Copy every one of the records below word for word, line by line.

***

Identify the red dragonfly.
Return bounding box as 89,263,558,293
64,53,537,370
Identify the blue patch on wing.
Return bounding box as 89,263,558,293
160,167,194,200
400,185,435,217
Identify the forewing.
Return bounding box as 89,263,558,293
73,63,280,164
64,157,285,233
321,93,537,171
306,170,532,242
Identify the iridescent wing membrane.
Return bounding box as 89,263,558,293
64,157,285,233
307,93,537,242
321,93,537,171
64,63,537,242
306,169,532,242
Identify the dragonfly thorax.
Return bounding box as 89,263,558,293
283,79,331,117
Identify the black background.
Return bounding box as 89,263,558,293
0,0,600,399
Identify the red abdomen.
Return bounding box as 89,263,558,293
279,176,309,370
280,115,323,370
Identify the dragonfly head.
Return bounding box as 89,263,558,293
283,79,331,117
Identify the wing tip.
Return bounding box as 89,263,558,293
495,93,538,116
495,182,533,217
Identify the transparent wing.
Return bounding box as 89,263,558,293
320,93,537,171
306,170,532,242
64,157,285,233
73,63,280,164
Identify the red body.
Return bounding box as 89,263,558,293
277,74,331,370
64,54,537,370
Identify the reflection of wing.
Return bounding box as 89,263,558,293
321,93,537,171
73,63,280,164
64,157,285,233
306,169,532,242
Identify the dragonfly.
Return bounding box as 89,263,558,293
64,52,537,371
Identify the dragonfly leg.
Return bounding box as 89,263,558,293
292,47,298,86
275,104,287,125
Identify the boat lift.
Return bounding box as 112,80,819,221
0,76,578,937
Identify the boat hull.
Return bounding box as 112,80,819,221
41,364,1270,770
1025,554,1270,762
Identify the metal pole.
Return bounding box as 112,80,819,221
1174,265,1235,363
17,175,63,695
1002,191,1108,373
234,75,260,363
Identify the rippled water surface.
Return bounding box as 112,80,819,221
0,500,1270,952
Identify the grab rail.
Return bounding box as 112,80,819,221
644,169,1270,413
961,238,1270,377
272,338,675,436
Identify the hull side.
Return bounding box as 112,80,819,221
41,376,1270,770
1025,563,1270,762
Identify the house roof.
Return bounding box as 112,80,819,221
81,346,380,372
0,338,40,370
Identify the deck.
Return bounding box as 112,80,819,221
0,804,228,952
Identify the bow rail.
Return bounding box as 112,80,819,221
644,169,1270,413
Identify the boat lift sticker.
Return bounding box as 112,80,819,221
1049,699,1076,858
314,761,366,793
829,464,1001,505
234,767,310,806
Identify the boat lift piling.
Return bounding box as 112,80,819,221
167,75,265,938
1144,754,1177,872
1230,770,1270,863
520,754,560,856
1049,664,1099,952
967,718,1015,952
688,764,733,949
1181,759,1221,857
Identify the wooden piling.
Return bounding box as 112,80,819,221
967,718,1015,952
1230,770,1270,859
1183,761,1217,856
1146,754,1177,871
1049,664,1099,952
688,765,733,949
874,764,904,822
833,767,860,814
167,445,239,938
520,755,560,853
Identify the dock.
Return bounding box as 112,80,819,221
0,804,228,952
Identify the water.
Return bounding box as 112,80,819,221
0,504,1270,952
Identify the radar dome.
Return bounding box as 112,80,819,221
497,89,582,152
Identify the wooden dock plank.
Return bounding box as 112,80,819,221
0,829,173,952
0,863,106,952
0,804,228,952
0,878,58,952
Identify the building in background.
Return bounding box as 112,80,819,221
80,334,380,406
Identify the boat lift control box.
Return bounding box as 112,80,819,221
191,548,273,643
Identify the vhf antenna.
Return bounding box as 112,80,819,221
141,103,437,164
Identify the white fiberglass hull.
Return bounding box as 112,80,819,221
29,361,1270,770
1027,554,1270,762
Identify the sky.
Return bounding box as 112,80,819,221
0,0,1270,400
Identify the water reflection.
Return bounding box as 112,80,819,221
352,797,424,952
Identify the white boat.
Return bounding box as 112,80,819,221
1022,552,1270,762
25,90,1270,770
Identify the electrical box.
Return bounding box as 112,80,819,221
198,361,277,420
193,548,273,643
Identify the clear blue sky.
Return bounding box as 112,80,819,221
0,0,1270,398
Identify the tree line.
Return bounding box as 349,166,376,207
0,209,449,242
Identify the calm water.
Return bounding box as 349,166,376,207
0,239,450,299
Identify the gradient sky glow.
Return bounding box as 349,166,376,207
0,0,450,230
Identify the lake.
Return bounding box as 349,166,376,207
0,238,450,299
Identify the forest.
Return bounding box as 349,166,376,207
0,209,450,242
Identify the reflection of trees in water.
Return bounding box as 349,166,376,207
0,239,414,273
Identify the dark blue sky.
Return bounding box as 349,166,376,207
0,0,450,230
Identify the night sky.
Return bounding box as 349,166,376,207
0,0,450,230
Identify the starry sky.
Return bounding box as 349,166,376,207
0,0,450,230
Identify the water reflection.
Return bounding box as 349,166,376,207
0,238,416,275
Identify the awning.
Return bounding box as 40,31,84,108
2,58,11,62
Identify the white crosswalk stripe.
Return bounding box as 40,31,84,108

***

(Output for this exercise)
Identify the red dragonfly.
Return bounding box as 89,263,558,293
64,53,537,370
Identify the blue patch on wing.
Return bounding box as 89,263,558,293
160,167,194,200
400,185,435,217
Identify the forewing.
Return bounding box as 89,263,558,293
73,63,280,164
64,157,285,233
321,93,537,171
306,170,532,242
Identify the iridescent wing membrane.
Return bounding box as 89,263,558,293
64,157,285,233
307,93,537,242
321,93,537,171
64,63,537,242
306,169,532,242
Identify the dragonfly thorax.
Return bounding box as 89,263,558,293
283,79,331,117
Identify the black background.
Return bounding box as 89,263,558,293
0,0,600,399
Identify the red abdomen.
Return bounding box as 89,263,558,293
279,176,309,370
280,115,323,370
Identify the dragonfly head.
Return bounding box as 89,263,558,293
283,79,331,117
Identify the wing tip.
Return bounding box as 89,263,558,293
495,93,538,116
495,182,533,217
Identify the transparent wing.
Return bounding box as 89,263,558,293
320,93,537,171
306,170,532,242
64,157,285,233
73,63,280,164
Identify the red body.
Return bounding box as 89,263,558,293
277,74,331,370
64,54,537,370
Identify the reflection of wing.
Return bounding box as 89,263,558,293
321,93,537,171
73,63,280,164
64,157,285,233
306,169,532,242
Identify the dragonfly.
Return bounding box as 89,263,558,293
64,52,537,371
Identify the dragonfly leg.
Return bounding box as 89,263,558,293
292,47,298,86
275,104,287,125
Identify the boat lift.
Return bounding box as 112,80,819,221
0,76,578,937
Identify the boat hull.
Return bounding box as 112,80,819,221
41,364,1270,770
1025,554,1270,762
Identify the metal pole.
Return bounding box as 112,80,819,221
1174,265,1235,363
17,175,63,695
1002,191,1108,373
234,75,260,363
Identify the rippled water surface.
Return bounding box as 112,80,819,221
0,500,1270,952
Identify the grab rail.
Return bounding box as 112,80,819,221
644,169,1270,413
961,238,1270,377
272,338,675,436
Identify the hull side.
Return bounding box as 112,80,819,221
41,376,1270,770
1025,563,1270,762
Identify the house roof.
Return bounding box as 112,80,819,221
81,346,380,372
0,338,40,370
Identify the deck.
Return bounding box as 112,80,819,221
0,804,228,952
Identify the bow rail.
Return bounding box as 112,80,819,221
644,169,1270,413
Identify the boat lift sticker.
Return bounding box as 112,80,819,221
1049,699,1076,858
314,761,366,793
829,464,1001,505
234,767,310,806
Identify the boat lift piling.
Return bounding box as 112,80,819,221
167,75,265,938
1144,754,1177,872
1230,770,1270,863
520,754,560,856
1049,664,1099,952
967,718,1015,952
688,764,733,949
1181,759,1221,857
Identify the wooden piling.
Return bounding box as 112,80,819,221
967,718,1015,952
1230,770,1270,859
1183,761,1217,856
1146,754,1177,871
1049,664,1099,952
688,765,733,949
874,764,904,822
833,767,860,814
167,445,239,938
520,755,560,853
Identify the dock.
Return bounding box as 112,80,819,221
0,804,228,952
Identify the water.
Return bounding box as 112,80,819,221
0,504,1270,952
Identify the radar dome.
Return bounding box as 112,80,819,221
497,89,582,152
Identify the wooden dock plank.
Return bounding box as 112,80,819,221
0,829,173,952
0,863,106,952
0,804,228,952
0,878,58,952
Identify the building in background.
Return bounding box as 112,80,819,221
80,334,380,406
Identify the boat lift control box.
Return bounding box as 112,80,819,221
191,548,273,643
Identify the vhf antenna.
Return bounding box as 112,80,819,221
141,103,437,164
Identify the white fiberglass hull.
Return bounding box as 112,80,819,221
29,361,1270,770
1027,554,1270,762
Identify the sky.
Return bounding box as 112,80,819,221
0,0,1270,400
Identify the water reflection.
Return bounding box as 112,80,819,221
352,797,424,952
Identify the white boat.
Return bounding box as 112,80,819,221
1022,552,1270,762
25,90,1270,770
Identify the electrical box.
Return bounding box as 112,80,819,221
198,361,277,420
193,548,273,643
Identify the clear blue sky.
Return bounding box as 112,80,819,221
0,0,1270,398
Identify the tree line.
Return bounding box as 349,166,376,207
0,209,449,242
Identify the calm water.
Return bounding box as 349,166,376,207
0,239,450,299
Identify the gradient sky glow.
Return bounding box as 349,166,376,207
0,0,450,230
Identify the lake.
Return bounding box as 349,166,376,207
0,238,450,299
Identify the forest.
Return bounding box as 349,166,376,207
0,209,450,242
Identify the reflection of trees in water.
Return bounding box as 349,166,376,207
0,239,414,273
Identify the dark blue sky.
Return bounding box as 349,166,376,207
0,0,450,230
Identify the night sky.
Return bounding box as 349,166,376,207
0,0,450,230
Identify the starry sky.
Return bounding box as 349,166,376,207
0,0,450,230
Identify the water reflection.
Return bounding box as 349,166,376,207
0,238,416,275
Identify the awning.
Return bounding box as 40,31,84,108
2,58,11,62
Identify the white crosswalk stripe.
Return bounding box as 40,31,84,108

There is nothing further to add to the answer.